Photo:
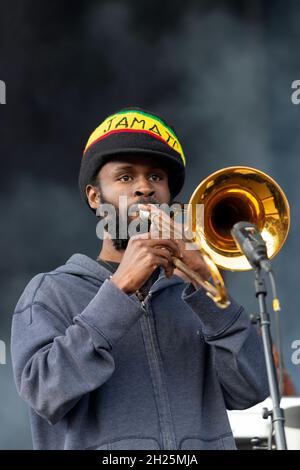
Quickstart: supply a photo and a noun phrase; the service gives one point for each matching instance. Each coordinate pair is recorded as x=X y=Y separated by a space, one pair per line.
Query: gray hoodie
x=101 y=370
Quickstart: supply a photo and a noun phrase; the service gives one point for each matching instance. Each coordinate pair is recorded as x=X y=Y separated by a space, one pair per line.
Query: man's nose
x=144 y=188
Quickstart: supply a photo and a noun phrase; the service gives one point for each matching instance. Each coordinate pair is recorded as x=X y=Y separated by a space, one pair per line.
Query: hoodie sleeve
x=237 y=349
x=56 y=363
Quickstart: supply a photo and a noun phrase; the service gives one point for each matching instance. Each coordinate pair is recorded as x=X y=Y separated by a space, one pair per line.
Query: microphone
x=251 y=243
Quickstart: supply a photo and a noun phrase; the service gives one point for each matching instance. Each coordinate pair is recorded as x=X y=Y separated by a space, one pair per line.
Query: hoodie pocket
x=137 y=443
x=222 y=443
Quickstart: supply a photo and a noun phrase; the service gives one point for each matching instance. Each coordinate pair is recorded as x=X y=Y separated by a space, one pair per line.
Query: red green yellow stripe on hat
x=136 y=121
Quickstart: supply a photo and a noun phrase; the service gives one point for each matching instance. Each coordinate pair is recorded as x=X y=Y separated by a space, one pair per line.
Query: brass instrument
x=231 y=195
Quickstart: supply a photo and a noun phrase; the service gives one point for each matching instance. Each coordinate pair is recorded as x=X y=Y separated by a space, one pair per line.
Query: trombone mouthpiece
x=144 y=215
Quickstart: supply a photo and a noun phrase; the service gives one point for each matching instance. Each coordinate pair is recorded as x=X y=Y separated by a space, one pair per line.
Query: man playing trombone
x=123 y=351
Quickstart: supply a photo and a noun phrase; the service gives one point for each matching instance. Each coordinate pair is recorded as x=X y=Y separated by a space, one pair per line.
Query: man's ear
x=93 y=196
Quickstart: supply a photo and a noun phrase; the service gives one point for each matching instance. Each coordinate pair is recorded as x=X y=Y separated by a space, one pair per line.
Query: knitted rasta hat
x=133 y=131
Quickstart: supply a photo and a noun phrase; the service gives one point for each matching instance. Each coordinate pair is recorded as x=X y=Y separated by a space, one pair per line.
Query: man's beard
x=120 y=243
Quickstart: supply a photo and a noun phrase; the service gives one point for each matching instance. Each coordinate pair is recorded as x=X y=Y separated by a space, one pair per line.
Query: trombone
x=228 y=196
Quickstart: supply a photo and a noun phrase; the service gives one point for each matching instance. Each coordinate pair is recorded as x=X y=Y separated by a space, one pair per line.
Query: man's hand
x=142 y=256
x=164 y=227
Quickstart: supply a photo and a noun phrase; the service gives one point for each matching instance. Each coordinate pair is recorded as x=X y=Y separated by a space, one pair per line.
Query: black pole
x=277 y=414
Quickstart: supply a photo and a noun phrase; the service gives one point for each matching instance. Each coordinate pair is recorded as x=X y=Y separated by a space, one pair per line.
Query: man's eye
x=124 y=178
x=156 y=177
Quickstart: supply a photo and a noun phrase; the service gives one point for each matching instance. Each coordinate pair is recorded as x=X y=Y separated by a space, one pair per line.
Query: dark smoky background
x=219 y=71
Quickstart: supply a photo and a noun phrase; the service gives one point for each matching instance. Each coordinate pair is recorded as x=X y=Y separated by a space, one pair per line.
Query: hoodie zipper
x=143 y=299
x=168 y=434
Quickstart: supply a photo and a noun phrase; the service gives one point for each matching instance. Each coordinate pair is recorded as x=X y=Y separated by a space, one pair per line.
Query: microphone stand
x=277 y=413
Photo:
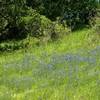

* [Objective]: Collect every line of the rows that contains the word "hoodie", and list them in the order they appear.

* [Task output]:
Query: gray hoodie
Query: hoodie sleeve
Query: hoodie pocket
Query: hoodie zipper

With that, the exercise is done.